**Passage to read**
## begin
# Fish Breeding



## kreystray_er (Apr 2, 2012)

Ok, so I've got a JD, a GT, and an Albino Tiger Oscar. Issues I'm noticing is the pairing up of the JD and the GT. They're quite young yet; with the Jack only about 3 inches, and the Terror being about an inch and a half. But, nonetheless, there are some behaviors I'm wanting to question; with those two teaming up the way that they have (with the jack constantly following and 'protecting' the terror). They seem to be protecting something, although there are no eggs yet, or any signs of breeding/mating. The tank is 90 gallons, so room at this point should not be a problem- the fish get along great, barely any charging or confrontation of any type. But at times the jack will push back on the oscar to get him away from 'something'. we've checked for eggs and have been watching for any signs of spawning, so here we are...asking for some advice on why these two fish have become almost inseparable and very protective of one another.

uhm...i dont really know how to upload a pic...


----------



## scent troll (Apr 4, 2005)

no worries on the picture

first of all, sorry its been this long with no reply. but im here to help

the GT is probably too young to activly breed yet. jacks and GTs are closely related species. they have many of the same behaviors and personalities. its not unusual for different "like" species to pair together. and of course breeding is more then possible. but you also have a semi-aggressive cichlid tank, all be it a large enough one. what they are most likely doing is mutually getting along. will this develop into later breeding? perhaps. i doubt they have bred. but be warned that a GT/jack breeding will absolutely dominate even a large tank.

my advice is to let them be. so long as the oscar isnt getting injured or overly stressed there should be no harm done. cichlids are rough and tumble fish. its a natural behavior to see some pair up and others fight. just be absolutely aware as they grow in size of changes.


----------
## end
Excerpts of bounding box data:
## begin
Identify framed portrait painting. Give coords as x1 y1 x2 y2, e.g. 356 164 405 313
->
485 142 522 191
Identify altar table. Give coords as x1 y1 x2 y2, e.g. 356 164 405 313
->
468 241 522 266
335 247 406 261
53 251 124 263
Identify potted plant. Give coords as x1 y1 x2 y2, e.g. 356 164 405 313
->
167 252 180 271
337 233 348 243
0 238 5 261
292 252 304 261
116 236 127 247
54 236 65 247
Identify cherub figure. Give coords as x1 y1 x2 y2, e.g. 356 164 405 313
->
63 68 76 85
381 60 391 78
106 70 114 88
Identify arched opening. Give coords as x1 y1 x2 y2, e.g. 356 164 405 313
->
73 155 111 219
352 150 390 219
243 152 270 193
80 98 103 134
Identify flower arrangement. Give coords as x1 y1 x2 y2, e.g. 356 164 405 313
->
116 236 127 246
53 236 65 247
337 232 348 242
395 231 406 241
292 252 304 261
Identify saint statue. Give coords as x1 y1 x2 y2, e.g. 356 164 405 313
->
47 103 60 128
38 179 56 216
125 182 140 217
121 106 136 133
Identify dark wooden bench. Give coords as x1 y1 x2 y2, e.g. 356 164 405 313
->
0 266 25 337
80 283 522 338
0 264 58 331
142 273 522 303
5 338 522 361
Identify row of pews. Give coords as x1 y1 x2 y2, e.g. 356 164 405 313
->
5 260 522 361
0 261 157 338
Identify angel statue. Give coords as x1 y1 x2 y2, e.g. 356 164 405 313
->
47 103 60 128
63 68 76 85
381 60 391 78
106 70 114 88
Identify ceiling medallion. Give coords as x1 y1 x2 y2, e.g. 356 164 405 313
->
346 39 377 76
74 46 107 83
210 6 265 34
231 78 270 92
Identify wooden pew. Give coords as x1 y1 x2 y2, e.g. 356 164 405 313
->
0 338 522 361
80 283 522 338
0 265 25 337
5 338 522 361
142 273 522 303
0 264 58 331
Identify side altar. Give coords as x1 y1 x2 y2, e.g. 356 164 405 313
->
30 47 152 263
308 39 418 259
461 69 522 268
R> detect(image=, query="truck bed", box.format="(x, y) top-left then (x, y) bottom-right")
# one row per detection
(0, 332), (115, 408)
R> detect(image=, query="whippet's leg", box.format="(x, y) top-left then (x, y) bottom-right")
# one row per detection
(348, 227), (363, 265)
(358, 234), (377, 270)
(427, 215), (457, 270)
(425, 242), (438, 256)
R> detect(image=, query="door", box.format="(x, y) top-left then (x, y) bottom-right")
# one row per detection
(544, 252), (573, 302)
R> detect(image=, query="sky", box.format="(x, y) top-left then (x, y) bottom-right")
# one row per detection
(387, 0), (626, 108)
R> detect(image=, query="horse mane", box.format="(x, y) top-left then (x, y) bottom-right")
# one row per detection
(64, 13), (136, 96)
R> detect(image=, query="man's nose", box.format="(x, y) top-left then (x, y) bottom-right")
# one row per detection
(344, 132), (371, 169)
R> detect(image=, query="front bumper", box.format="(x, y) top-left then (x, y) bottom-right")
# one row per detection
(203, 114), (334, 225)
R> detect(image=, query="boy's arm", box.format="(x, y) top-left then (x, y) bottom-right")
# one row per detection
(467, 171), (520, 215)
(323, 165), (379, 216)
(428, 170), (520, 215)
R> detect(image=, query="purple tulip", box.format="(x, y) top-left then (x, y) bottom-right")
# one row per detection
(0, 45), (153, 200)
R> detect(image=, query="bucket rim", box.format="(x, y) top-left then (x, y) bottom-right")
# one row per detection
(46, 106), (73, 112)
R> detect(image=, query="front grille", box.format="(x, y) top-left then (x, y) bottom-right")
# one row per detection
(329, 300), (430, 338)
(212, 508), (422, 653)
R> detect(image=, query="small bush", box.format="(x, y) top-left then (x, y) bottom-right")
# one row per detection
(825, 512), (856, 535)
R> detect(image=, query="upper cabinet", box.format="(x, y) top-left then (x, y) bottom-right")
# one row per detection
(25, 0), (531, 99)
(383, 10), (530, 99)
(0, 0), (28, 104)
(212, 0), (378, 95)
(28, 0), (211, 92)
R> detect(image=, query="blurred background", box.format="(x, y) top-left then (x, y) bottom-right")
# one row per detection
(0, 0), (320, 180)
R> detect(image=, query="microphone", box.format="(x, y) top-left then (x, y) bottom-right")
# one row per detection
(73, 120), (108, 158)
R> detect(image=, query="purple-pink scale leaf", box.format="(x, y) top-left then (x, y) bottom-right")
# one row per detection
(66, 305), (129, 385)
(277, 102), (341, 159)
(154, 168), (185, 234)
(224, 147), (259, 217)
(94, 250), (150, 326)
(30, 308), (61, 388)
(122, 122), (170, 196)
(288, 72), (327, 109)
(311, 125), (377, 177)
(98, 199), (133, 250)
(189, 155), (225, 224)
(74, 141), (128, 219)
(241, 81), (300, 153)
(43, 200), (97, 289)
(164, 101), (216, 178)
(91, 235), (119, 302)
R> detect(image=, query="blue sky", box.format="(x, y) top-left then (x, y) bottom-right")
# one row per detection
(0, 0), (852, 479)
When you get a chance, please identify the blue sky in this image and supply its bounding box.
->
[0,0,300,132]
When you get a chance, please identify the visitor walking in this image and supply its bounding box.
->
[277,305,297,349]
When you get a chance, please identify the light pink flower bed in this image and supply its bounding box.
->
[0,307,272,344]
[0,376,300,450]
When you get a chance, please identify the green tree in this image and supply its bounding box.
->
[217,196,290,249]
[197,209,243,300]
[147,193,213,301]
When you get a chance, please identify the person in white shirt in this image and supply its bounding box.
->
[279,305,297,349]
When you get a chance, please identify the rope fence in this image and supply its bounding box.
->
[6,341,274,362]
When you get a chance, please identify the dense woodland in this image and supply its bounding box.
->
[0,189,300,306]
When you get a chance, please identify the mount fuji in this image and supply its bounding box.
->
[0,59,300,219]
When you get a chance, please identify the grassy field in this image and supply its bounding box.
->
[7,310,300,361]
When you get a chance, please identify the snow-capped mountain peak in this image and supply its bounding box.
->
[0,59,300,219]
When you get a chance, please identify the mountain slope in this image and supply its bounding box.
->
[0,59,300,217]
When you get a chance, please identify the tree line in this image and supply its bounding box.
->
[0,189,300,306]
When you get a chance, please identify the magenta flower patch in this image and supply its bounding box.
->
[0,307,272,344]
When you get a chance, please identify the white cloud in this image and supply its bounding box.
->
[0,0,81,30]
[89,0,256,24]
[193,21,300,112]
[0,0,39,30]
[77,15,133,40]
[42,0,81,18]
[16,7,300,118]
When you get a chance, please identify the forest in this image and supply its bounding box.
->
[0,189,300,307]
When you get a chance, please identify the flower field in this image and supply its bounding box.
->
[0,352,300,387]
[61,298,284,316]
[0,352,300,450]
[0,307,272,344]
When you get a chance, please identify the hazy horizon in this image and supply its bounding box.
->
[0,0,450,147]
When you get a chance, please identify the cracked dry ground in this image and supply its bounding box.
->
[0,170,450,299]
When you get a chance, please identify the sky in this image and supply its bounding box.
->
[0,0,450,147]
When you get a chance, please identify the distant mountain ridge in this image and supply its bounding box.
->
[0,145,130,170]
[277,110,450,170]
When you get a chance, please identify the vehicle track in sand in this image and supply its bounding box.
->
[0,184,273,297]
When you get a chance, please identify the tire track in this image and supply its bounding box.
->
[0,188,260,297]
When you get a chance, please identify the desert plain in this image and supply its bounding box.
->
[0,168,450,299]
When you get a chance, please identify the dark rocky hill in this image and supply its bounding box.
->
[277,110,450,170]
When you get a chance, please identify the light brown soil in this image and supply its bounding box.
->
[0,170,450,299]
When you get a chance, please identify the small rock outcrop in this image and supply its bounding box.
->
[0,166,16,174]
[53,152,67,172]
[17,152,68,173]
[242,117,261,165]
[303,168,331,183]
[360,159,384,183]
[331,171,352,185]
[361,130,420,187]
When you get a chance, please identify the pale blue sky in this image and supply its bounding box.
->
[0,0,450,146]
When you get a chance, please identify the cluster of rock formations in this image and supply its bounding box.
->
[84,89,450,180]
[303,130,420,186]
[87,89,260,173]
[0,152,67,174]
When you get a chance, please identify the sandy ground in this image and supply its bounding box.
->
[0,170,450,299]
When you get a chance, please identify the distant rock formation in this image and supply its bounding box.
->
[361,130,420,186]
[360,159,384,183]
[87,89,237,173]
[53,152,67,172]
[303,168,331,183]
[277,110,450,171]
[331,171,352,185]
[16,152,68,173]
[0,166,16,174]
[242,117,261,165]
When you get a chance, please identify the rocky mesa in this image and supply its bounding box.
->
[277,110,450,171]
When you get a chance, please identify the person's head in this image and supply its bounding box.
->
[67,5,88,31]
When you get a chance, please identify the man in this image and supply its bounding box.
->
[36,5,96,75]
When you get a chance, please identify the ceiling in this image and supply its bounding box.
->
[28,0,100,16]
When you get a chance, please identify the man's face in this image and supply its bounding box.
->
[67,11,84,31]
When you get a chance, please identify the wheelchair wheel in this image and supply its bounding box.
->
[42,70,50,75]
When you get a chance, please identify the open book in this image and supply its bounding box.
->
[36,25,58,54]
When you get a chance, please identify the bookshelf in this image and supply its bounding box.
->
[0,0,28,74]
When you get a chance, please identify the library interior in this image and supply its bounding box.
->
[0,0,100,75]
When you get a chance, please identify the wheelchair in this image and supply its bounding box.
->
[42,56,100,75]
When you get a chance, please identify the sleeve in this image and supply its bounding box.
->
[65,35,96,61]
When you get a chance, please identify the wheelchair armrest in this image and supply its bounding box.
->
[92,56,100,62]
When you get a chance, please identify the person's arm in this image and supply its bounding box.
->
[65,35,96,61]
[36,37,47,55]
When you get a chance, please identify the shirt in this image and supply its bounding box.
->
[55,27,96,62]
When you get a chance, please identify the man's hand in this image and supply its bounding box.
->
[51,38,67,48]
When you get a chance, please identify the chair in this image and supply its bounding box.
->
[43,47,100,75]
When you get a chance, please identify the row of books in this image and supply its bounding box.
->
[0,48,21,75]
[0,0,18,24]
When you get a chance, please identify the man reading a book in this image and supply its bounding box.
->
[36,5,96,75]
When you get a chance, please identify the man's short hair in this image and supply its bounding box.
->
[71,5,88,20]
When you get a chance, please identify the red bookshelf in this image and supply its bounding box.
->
## end
**Work instructions**
(1) According to the fish breeding thread, how many gallons does the tank hold?
(2) Write out the stretch of the fish breeding thread from "first of all, sorry" through "a large tank.".

**Outputs**
(1) 90 gallons

(2)
first of all, sorry its been this long with no reply. but im here to help

the GT is probably too young to activly breed yet. jacks and GTs are closely related species. they have many of the same behaviors and personalities. its not unusual for different "like" species to pair together. and of course breeding is more then possible. but you also have a semi-aggressive cichlid tank, all be it a large enough one. what they are most likely doing is mutually getting along. will this develop into later breeding? perhaps. i doubt they have bred. but be warned that a GT/jack breeding will absolutely dominate even a large tank.